__Provided passage__:
-- Start --

Years back, I was co-teaching a retreat, and one day, in the middle of the afternoon, one of the retreatants started sobbing intensely. Nobody else in the room seemed to be paying any attention. I found it very strange. But I was told later that this was a common occurrence in what you might call walk-in meditation retreats, where people come in off the street with no background in the precepts, no background in generosity, and they start looking at their minds and they don’t like what they see. This particular person had been a drug dealer, and at that point, we found out later, it suddenly hit him how many lives he had destroyed by selling drugs to people.

Usually, when something like that opens up, there’s a part of the mind that wants to close it back up as quickly as possible, because it’s so painful. So to avoid that kind of experience and avoid that inability to watch your own mind, you want to develop good habits, good habits of the heart. When you’re being generous, when you hold to the precepts, you realize that you’re not harming anybody, you’re actually helping others. You’re learning to respond to the part of the heart and mind that likes to share, that feels inspired to share, not because you’re supposed to, not because it’s Christmas or a birthday or whatever, but simply because you want to share something you’ve got. You should try to nourish that side of the heart, because as it gets stronger, it’s a lot easier to watch your mind. It gives you the right attitude. You’ve come to the meditation not so much for what you can get out of it, but what you can give.

This is why here at the monastery we don’t have too many assigned jobs. The giving is supposed to be voluntary. If you see that something needs to be done, that can be your gift. You begin to realize how you create good states of mind.

This is especially true when you’re developing thoughts of goodwill. You have to learn how to talk to yourself in ways that make you want to extend goodwill to people you don’t like or to those you feel have been really behaving in horrible ways. Yet you have to have goodwill for them. So you have to talk to yourself in terms of the principle of karma, say. If you have ill will for people like that—and it’s so easy to have ill will for them—you can’t trust yourself around them. And if you want to have some influence over them, but if you have ill will for them, they’re going to sense that ill will and they won’t want to respond.

Your basic attitude needs to be that if people are misbehaving, may they see the error of their ways, because they’re harming themselves. May they be willing and able to change. When you’re thinking about trying to influence them so that they will change, you want to do it with an attitude of goodwill.

Then you realize that to keep this attitude going, it helps to breathe in a comfortable way, to talk to yourself in a comfortable way, and to have perceptions and feelings that will help induce those pleasant feelings of goodwill.

-- End --

__Raw records__:
-- Start --

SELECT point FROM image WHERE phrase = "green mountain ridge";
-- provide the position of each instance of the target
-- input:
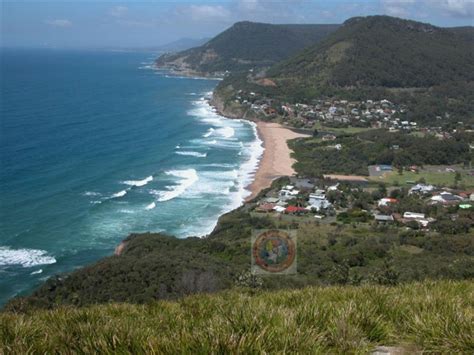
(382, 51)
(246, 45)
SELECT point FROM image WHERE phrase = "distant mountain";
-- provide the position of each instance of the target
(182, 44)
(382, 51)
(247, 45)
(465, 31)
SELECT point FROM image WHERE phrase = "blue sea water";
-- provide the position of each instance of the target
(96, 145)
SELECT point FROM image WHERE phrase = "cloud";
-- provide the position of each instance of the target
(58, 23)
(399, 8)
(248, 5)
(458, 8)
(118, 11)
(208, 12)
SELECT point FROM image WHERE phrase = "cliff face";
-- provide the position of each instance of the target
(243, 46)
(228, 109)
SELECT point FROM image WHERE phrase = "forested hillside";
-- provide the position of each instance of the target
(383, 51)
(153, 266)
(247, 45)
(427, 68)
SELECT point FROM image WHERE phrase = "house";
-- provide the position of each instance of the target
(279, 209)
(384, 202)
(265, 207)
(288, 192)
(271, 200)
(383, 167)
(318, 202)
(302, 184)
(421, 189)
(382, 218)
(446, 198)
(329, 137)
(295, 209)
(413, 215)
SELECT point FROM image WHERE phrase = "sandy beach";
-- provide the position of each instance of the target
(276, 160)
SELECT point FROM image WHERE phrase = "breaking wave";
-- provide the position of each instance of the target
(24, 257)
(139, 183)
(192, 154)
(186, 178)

-- End --
-- Start --

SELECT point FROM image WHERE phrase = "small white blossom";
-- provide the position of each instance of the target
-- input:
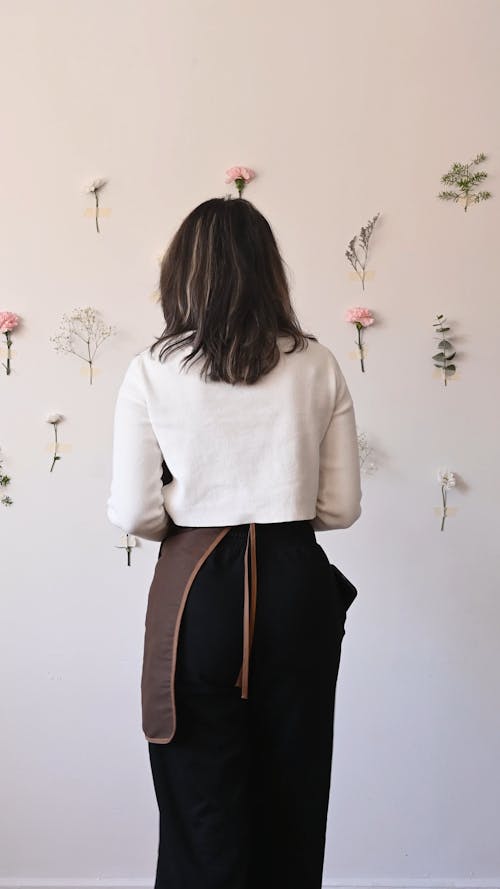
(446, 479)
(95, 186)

-- End --

__Set task 1__: From the meditation passage, copy verbatim the part that opens with the words containing "This is especially" and closes with "want to respond.".
__Set task 2__: According to the meditation passage, why does the monastery not have many assigned jobs?
__Set task 3__: Continue the meditation passage on generosity and goodwill from the point where it stops.

__Expected output 1__:
This is especially true when you’re developing thoughts of goodwill. You have to learn how to talk to yourself in ways that make you want to extend goodwill to people you don’t like or to those you feel have been really behaving in horrible ways. Yet you have to have goodwill for them. So you have to talk to yourself in terms of the principle of karma, say. If you have ill will for people like that—and it’s so easy to have ill will for them—you can’t trust yourself around them. And if you want to have some influence over them, but if you have ill will for them, they’re going to sense that ill will and they won’t want to respond.

__Expected output 2__: Because the giving is supposed to be voluntary.

__Expected output 3__:
This means you’re beginning to see the process of fabrication. Then as you get more into developing the meditation—working with the breath, trying to get states of concentration, develop states of tranquility that can allow you to give rise to insight—you want to focus on the positive nature of concentration first, that it’s a restful place for the mind. You can sit around and think thoughts of goodwill all day, and some people can get into strong concentration that way. Other people find the thinking a disturbance. It’s better just to be very still, and you can do that with the breath.

In the beginning, of course, you have to talk to yourself about the breath. What kind of breathing feels good? How about long breathing? Try it for a while. How about short breathing? Try it for a while. See which feels better. When there’s a sense of well-being, think of it spreading through the body. Here the operative word is allow. Allow those comfortable sensations to spread. Don’t force them through. It’s like going to an area where the roads have been blocked, so you remove the blockages. As for the traffic that’s going to travel along the roads, you don’t have to push the cars down the road. The people who want to use the road will use it. In the same way, when things are relaxed in the body, the breath will flow. The sense of ease will flow.

Here again, you see the processes of fabrication. You become more and more a connoisseur of what really feels good inside, and how you should relate to the breath energies inside—or how you can learn how to recognize them to begin with. They’re there all the time. Most of us haven’t learned how to recognize them as such. When you realize your whole sense of feeling in the body depends on the flow of energy, you begin to get more and more sensitive to how it feels, even in unlikely parts of the body. Your tastes get more refined and more demanding. Other activities that used to give you pleasure don’t give you so much pleasure anymore, because you see you’ve got something better here.

What the Buddha’s doing, basically, is getting you cornered, because your sensitivity’s gotten greater and greater. You begin to realize that things that are fabricated, no matter how well you fabricate them, are going to fall apart. As you get attached to them, you realize you’re getting attached to very subtle levels of stress. You want something better.

And we’re fortunate that we have the Buddha’s teachings on the four noble truths to remind us that when you let go, it can bring the end of suffering. That way, you’re more willing to let go. This is why the Buddha has you contemplate not only things outside—things that would have pulled you away from your concentration—in terms of the perceptions of inconstancy, stress, and not-self, but also the concentration itself.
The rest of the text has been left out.